BEGIN DATA TO PROCESS

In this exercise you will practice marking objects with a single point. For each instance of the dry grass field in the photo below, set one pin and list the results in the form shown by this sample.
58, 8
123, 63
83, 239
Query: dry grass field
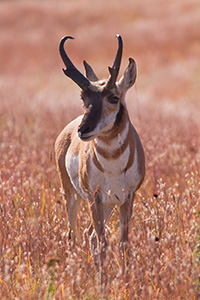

END DATA TO PROCESS

[THE PROBLEM] Reproduce the lines above verbatim, omitting the picture.

[CORRECT RESULT]
In this exercise you will practice marking objects with a single point. For each instance of the dry grass field in the photo below, set one pin and list the results in the form shown by this sample.
58, 8
123, 63
83, 239
Query: dry grass field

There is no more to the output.